• **ÜBUNGSAUFGABEN**
• 1. Tausche im Text über Tierheimhunde "Züchter" gegen "Händler" aus und gib dabei den Abschnitt zwischen "Das Thema ist" und "fang ich an?", beide eingeschlossen, wieder.
• 2. Führe den Text über Tierheimhunde ab seinem letzten Satz weiter.

• **AUSZUG ZUM LESEN**
==============================

Das Thema ist sehr schwer zu diskutieren, weil es einfach sehr viele Gedankenstränge umfasst, die man in alle möglichen Richtungen denken kann.
Die Meisten von uns sind bei dem Thema auch sehr emotional, weil sie sich angegriffen fühlen oder missionieren wollen. Als Basis für diese Diskussion sehe ich deshalb die Fähigkeit, auch die anderen Standpunkte zu tolerieren. Es ist kein Mensch besser oder schlechter, weil er seinen Hund aus dem Tierheim oder vom Züchter holt.
Und jetzt versuch ichs einfach mal mit dem Thema. Nur, wie fang ich an?
Für mich persönlich kommen ausschließlich Tierheimtiere in Frage. Vielleicht, weil ich selbst im Tierschutz aktiv war und miterlebt habe, dass wunderbare Hunde dort einfach vergessen werden.
Daraus folgt die Frage, ob ich für mich auch Tiere aus dem ausländischen Tierschutz in Frage kommen. Ich halte diesen Punkt für unglaublich komplex: Ist es gut in die Tierpolitik anderer Länder in der Form einzugreifen? Verhindern wir damit langfristig die Thematisierung in den betroffenen Ländern? Ist die Umgewöhnung überhaupt im Sinne des Hundes - will der Hund einen vollen Magen gegen seine Freiheit tauschen? Können wir den artgerechten u. akzeptablen Transport gewährleisten? Sind wir durch die Bereitschaft der Tieraufnahme nicht auch mitverantwortlich für die Transport-Katastrophen? Kann man einem Hund, den man noch nie gesehen hat, zu 100% eine Perspektive bieten? Und 1000 weitere Fragen, die ich letztlich nicht beantworten kann. Ich setze mich intensiv mit der Thematik auseinander, gerate aber immer wieder in moralische Zwickmühlen und logische Sackgassen.
Ich halte es für mich so: Für mich kommt jeder Hund aus den Tierheimen in Frage, auch Tiere aus dem Ausland. Ich würde allerdings keinen Hund direkt aus dem Ausland "ordern". Und ja, natürlich ist das inkonsequent.
Ich möchte nicht missionieren. Tierheimhunde sind MEIN Weg und ich kann jeden Menschen verstehen, der einen anderen Weg gehen möchte. Es gibt dennoch einige hartnäckige Vorurteile gegen Tierheimhunde (die ich wieder und wieder höre), die zeigen, dass sich die Leute einfach nicht mit einem Tierheim auseinandergesetzt haben:
Ich will eine bestimmte Rasse, NUR deshalb gehe ich nicht ins Tierheim.

==============================

• **DATENTEIL**
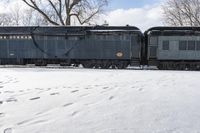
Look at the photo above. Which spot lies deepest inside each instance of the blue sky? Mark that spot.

==============================

• **DIE ANTWORTEN**
• 1.
Das Thema ist sehr schwer zu diskutieren, weil es einfach sehr viele Gedankenstränge umfasst, die man in alle möglichen Richtungen denken kann.
Die Meisten von uns sind bei dem Thema auch sehr emotional, weil sie sich angegriffen fühlen oder missionieren wollen. Als Basis für diese Diskussion sehe ich deshalb die Fähigkeit, auch die anderen Standpunkte zu tolerieren. Es ist kein Mensch besser oder schlechter, weil er seinen Hund aus dem Tierheim oder vom Händler holt.
Und jetzt versuch ichs einfach mal mit dem Thema. Nur, wie fang ich an?

• 2.
Trifft auf einige Rassen definitiv zu. Jedoch höre ich es eigentlich immer im Zusammenhang mit eher gewöhnlichen Hunderassen, die zu Hauf in den Tierheimen sitzen. Es besteht außerdem die Möglichkeit, die TH ganz gezielt nach einer bestimmten Rasse abzusuchen.
Ich will einen Welpen, NUR deshalb gehe ich nicht ins Tierheim.
Es gibt viele Welpen im Tierschutz u. den Tierheimen. Übrigens auch reinrassige Welpen, die im TH geboren werden und eine anständige Prägungsphase erleben dürfen.
Bei einem Tierheimhund weiß man nie, was man bekommt. NUR deshalb gehe ich nicht ins Tierheim.
Wenn man sich für einen erwachsenen Hund entscheidet, weiß man das sogar sehr genau. Die Pfleger können eine Menge über den Hund erzählen.
Ich will einen Hund mit ganz bestimmten Eigenschaften, NUR deshalb gehe ich nicht ins Tierheim.
In den Tierheimen sitzen Hunde wie Sand am Meer. Es gibt kuschlige, sportliche, liebe, zahme, arschige, sture, besitzergreifende, aggressive, freundlich, intelligente, dämliche und lustige Hunde. Wie im echten Leben auch ;-) ... das Argument zieht (bis auf wenige Ausnahmen) nicht.
Übrigens sollte sich jeder, der einen Hund aus dem TH holt, über die Konsequenzen im Klaren sein. Es ist immer ein Hund mit Vergangenheit. Es ist KEIN Herz für Tiere, wenn man einen "armen Hund aus dem TH rettet" und anschließend völlig überfordert ist. Dann heißt es schnell, alle TH-Hunde hätten Macken. Stimmt nicht. Es gibt einfach viel zu viele selbsternannte Tierretter, die einerseits ins Tierheim rennen, andererseits aber die Konsequenzen nicht tragen können. Klar, auch in den TH gibt es unkomplizierte Fälle. Aber manchmal scheint sich das Unglück einfach magisch anzuziehen. Hier würde ich mir mehr Verantwortung wünschen.
Natürlich gibt es auch Argumente GEGEN einen TH-Hund, die ich nachvollziehen kann. Dazu zählt zum Beispiel, wenn man sich in eine etwas ausgefallenere Rasse verliebt hat (die gibts dann sicherlich noch irgendwo im TH) UND einen Welpen möchte (das wird dann schon schwierig). Das finde ich verständlich und nachvollziehbar.
Ich kann jeden Menschen verstehen, der sich einen Hund vom Züchter holen möchte. Allerdings erwarte ich auch hier Herz und Verstand (ebenso wie bei der Auswahl im Tierheim). Hier liest man sooft, aus welchen ominösen Umständen (und wie) Hunde gekauft wurden. Dafür habe ich leider kein Verständnis und nur allzuoft müssen die Menschen, die mit guten Gründen zu einem Züchter gehen, mit DIESEN Vorurteilen kämpfen.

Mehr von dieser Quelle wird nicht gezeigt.